**Provided passage:**
Beyond the Bounce Rate – A Few Guidelines to Reduce Your Obsession
Most people have a metric that they obsess over. Supermodels watch their weight and baseball pros watch their batting average. Saudi Arabia obsesses over the price of crude. For online marketers, it looks like one particular metric has overtaken all others. That metric is the bounce rate.
I have been in countless meetings, and on numerous calls, where the bounce rate was positioned as the be all and end all of success, the metric that supersedes all others. In the religion of Web Analytics, everybody seems to worship at the altar of the Bounce Rate. Let’s play devil’s advocate, at least for the next five minutes.
Before diving in any deeper, let’s remind ourselves precisely how the bounce rate is calculated. I go on your site and arrive at a landing page, and instead of going to another page in your site, I leave. There you go; I have just contributed to the bounce rate. According to most web marketers, your site has failed me. In a tiny way, my interaction will have contributed to a poorer performance. But did I have a horrible time on your site?

**Given information:**
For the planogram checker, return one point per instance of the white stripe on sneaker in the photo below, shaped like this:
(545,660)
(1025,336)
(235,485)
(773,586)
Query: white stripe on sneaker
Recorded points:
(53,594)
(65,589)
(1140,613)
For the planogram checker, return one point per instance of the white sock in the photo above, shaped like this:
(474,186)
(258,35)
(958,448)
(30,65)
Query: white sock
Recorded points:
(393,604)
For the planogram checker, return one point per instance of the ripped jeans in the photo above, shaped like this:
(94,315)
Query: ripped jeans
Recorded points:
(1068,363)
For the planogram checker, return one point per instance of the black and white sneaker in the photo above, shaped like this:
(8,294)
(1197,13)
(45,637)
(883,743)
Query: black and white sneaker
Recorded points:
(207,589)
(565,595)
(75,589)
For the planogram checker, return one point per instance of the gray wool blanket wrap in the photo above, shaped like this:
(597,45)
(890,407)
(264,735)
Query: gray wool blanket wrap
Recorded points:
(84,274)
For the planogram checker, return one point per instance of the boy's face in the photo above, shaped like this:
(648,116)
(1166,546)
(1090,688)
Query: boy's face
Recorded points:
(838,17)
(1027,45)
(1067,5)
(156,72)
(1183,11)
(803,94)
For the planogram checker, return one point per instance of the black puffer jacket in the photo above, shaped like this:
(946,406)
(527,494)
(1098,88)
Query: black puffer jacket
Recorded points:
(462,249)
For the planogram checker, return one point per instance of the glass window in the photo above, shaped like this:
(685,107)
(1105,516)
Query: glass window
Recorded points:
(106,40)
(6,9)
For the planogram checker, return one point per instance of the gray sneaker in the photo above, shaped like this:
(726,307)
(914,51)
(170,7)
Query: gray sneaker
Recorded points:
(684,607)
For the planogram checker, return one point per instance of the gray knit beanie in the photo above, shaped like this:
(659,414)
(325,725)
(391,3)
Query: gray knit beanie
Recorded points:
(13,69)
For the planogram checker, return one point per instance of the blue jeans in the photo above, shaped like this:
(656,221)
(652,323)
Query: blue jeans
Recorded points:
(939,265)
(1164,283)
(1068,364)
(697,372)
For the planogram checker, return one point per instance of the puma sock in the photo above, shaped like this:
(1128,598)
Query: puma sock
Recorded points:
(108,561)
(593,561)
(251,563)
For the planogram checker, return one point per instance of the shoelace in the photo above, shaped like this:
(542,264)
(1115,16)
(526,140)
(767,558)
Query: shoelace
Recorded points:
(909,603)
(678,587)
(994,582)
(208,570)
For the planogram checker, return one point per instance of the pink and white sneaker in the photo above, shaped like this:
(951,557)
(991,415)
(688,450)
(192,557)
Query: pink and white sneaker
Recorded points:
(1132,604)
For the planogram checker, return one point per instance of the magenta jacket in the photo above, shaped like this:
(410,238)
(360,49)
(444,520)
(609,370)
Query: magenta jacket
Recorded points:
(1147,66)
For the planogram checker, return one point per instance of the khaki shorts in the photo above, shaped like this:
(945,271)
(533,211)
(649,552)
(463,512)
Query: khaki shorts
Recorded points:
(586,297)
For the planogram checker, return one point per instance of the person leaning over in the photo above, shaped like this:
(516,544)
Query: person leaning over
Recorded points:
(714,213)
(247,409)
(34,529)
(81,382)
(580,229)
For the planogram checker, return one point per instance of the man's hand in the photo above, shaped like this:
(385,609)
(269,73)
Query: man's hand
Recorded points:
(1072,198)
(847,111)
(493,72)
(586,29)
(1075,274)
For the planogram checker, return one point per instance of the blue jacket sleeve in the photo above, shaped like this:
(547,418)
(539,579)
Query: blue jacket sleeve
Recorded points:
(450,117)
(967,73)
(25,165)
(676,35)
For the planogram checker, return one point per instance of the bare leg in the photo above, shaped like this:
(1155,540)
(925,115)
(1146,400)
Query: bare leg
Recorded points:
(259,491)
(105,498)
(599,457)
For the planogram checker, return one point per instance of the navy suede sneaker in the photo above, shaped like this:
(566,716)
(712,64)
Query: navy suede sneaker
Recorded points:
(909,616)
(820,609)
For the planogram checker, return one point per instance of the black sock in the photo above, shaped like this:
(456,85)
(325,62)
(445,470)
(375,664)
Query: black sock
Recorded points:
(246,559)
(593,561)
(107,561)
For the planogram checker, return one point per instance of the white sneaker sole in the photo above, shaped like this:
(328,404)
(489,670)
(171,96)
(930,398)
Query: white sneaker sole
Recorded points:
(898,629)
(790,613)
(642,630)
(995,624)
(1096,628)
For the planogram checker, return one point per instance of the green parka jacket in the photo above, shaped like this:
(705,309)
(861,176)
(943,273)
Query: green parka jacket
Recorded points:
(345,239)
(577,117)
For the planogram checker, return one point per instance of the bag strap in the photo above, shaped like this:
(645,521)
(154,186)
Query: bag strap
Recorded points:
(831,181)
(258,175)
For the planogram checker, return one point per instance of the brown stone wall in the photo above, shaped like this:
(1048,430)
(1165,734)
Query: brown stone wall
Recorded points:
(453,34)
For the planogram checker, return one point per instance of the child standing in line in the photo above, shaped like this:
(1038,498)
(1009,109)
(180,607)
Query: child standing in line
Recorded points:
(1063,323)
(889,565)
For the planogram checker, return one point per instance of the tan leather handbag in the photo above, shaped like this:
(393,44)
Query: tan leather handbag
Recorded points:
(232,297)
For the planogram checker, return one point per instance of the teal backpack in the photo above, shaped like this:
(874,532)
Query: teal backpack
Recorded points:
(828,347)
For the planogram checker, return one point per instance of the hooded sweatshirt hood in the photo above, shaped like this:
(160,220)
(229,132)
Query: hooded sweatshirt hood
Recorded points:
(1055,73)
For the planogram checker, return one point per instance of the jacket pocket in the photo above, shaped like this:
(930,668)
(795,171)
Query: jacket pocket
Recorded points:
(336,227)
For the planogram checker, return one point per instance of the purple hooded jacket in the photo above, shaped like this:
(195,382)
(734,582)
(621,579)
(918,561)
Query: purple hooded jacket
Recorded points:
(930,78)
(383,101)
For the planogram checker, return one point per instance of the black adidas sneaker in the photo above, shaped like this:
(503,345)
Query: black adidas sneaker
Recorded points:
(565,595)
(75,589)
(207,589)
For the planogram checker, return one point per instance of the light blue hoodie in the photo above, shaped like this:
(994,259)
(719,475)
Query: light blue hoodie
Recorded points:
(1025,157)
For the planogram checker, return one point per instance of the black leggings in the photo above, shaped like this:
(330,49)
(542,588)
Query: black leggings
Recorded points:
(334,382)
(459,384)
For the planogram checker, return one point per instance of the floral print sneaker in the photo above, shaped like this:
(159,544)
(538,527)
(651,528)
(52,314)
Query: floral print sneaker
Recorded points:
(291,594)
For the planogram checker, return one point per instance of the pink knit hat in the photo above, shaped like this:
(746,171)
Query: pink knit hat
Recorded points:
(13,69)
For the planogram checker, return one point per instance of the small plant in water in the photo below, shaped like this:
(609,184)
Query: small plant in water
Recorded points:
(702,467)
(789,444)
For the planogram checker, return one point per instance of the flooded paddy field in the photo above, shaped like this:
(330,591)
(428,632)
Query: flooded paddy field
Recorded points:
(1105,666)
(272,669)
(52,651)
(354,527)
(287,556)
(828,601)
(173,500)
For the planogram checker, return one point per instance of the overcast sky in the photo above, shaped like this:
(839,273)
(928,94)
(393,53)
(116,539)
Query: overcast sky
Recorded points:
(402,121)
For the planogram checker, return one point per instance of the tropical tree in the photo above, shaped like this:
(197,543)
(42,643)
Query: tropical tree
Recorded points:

**Exercise set:**
(1) Summarize the article on the bounce rate in two sentences.
(2) Tally the lines of the entries that contain the string "strap", treating case as significant, and reply with the number alone.

**Exercise solutions:**
(1) For online marketers, the bounce rate appears to have overtaken all other metrics and is often treated in meetings and calls as the measure that supersedes all others. Playing devil's advocate, the article explains that a bounce happens when a visitor arrives at a landing page and leaves without going to another page, and it asks whether that visitor really had a horrible time on the site.

(2) 2